Objetivo a ->
Reescreva tudo o que vai de "Depois de vários" até "melhor acordo possível?" na entrevista, trocando "grupo de trabalho" por "comissão de trabalho".

Texto da página ->
------------------------------

Depois de vários meses de reuniões, o grupo de trabalho chegou a acordo em relação à solução a apresentar aos lesados. Acha que foi o melhor acordo possível?
Dentro daquilo que era a possibilidade acho que foi o melhor acordo possível. Sempre disse que estes clientes não só têm a razão moral, mas também a razão jurídica do seu lado. Muitas destas pessoas precisam desesperadamente de voltar a ter as suas reservas, as suas poupanças, alguns deles não têm idade para esperar por oito, nove ou dez anos por uma sentença transitada em julgado.
O que foi mais difícil ‘negociar’?
Diogo Lacerda Machado disse uma coisa que é verdade, não houve uma negociação no sentido de oferecer oito e receber nove para depois acertar por 8,5. Isso não aconteceu. O que aconteceu desde o início é que existia um conjunto de condições e requisitos, algumas delas que vêm da própria deliberação da Assembleia da República, que fundamentou juridicamente o aparecimento deste grupo e o aparecimento desta solução. Depois foram aparecendo mais, como o facto de a solução não poder ter custos para o contribuinte, o respeito pela medida de resolução e a determinado momento foi aparecendo a questão do impacto do défice. Cada uma destas variáveis e exigências tinha de ser integrada na solução que estava a ser construída e isso não foi fácil. Mas apraz-me dizer que logo nas primeiras reuniões, o grupo de trabalho funcionou como um todo e as entidades envolvidas, como a CMVM, o Banco de Portugal, o Governo através do representante do primeiro-ministro e os clientes deixaram de olhar para o seu próprio umbigo e começaram a contribuir ativamente e proativamente como um bloco para uma solução. Foi muito rápida a passagem de cada um estar na sua quinta para passarmos a trabalhar todos em prol de uma solução.

------------------------------

Itens de identificação de localização:
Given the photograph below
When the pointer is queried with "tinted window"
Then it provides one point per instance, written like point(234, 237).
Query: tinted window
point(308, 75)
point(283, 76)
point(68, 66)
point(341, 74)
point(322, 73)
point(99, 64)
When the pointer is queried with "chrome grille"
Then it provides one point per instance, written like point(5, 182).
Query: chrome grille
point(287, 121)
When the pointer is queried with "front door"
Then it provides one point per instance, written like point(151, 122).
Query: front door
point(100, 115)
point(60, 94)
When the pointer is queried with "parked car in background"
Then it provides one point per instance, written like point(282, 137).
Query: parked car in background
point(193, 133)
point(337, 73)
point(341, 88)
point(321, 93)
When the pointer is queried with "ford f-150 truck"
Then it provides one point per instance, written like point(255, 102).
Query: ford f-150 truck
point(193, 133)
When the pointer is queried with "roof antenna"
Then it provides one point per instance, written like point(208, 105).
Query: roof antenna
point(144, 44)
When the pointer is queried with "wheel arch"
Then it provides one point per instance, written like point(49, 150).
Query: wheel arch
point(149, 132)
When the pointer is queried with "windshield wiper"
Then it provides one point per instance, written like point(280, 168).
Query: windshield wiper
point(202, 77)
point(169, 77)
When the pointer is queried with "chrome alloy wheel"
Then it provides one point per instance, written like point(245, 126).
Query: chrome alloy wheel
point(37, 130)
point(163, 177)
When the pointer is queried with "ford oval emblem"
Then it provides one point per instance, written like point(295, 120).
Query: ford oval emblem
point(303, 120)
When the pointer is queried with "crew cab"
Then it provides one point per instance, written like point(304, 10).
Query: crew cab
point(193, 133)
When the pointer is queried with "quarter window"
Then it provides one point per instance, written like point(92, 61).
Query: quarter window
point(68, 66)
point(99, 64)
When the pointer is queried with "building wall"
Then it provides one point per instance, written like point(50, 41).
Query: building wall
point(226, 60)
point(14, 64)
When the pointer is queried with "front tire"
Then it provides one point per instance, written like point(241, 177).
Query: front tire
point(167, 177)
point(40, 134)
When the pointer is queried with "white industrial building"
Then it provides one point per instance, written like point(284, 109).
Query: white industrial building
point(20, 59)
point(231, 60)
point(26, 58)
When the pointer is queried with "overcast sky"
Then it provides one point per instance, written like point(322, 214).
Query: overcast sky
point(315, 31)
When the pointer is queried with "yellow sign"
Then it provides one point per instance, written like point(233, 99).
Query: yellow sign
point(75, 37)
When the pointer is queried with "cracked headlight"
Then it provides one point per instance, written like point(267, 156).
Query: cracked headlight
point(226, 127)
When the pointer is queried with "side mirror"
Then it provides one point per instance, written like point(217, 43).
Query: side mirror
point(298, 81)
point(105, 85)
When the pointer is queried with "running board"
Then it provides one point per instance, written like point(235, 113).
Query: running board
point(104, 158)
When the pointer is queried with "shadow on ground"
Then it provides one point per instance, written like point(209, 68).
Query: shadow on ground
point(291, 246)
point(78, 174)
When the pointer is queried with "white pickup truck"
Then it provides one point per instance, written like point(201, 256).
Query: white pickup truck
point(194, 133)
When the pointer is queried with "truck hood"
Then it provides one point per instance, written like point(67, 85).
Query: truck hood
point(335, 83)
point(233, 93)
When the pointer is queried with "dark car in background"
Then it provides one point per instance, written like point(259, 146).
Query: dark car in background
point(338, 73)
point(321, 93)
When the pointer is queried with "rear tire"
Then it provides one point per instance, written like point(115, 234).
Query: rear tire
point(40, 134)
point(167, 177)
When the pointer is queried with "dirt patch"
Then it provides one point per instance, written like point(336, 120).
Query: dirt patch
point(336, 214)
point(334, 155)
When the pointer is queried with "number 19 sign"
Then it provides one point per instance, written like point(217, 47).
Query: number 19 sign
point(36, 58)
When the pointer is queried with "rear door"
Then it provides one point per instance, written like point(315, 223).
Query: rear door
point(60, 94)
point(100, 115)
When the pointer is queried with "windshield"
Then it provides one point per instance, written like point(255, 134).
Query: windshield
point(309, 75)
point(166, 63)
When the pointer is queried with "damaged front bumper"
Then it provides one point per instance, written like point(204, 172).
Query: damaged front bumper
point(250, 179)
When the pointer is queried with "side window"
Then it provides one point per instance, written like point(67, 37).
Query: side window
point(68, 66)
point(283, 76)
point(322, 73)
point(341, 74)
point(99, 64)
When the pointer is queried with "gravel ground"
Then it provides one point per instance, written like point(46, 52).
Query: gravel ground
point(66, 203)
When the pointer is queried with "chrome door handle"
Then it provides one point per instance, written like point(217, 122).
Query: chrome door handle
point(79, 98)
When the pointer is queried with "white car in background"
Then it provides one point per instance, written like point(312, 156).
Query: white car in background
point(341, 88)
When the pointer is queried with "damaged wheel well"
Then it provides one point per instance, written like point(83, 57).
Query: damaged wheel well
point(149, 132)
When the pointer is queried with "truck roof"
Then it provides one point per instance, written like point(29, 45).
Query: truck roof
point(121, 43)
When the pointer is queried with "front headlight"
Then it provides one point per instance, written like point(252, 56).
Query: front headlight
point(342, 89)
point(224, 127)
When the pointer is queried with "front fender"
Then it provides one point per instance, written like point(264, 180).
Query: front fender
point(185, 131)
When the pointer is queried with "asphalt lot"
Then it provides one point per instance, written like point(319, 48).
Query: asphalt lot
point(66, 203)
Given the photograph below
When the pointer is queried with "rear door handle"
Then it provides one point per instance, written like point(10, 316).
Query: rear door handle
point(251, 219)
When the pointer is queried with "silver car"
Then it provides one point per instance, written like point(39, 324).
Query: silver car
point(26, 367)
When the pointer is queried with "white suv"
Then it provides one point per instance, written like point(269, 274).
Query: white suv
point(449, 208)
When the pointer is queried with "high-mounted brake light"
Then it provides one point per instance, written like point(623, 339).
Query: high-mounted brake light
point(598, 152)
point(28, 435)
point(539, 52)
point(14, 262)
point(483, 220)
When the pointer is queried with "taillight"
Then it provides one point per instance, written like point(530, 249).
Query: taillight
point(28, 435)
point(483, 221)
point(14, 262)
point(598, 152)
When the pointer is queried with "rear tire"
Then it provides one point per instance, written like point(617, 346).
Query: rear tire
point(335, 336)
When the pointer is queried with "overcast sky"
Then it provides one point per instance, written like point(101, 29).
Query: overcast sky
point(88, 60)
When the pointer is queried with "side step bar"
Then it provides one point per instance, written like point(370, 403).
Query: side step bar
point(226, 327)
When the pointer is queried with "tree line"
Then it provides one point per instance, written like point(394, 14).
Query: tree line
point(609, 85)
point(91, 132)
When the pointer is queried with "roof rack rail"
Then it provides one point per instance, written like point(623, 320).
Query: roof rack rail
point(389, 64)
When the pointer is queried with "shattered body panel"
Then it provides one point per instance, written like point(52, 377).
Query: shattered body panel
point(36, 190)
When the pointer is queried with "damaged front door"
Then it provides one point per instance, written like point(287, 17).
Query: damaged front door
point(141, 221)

------------------------------

Objetivo b ->
Copie todas as linhas dos registos que contenham a palavra "taillight", tendo em conta a distinção entre maiúsculas e minúsculas.

Resposta correta a ->
Depois de vários meses de reuniões, o comissão de trabalho chegou a acordo em relação à solução a apresentar aos lesados. Acha que foi o melhor acordo possível?

Resposta correta b ->
When the pointer is queried with "taillight"
Query: taillight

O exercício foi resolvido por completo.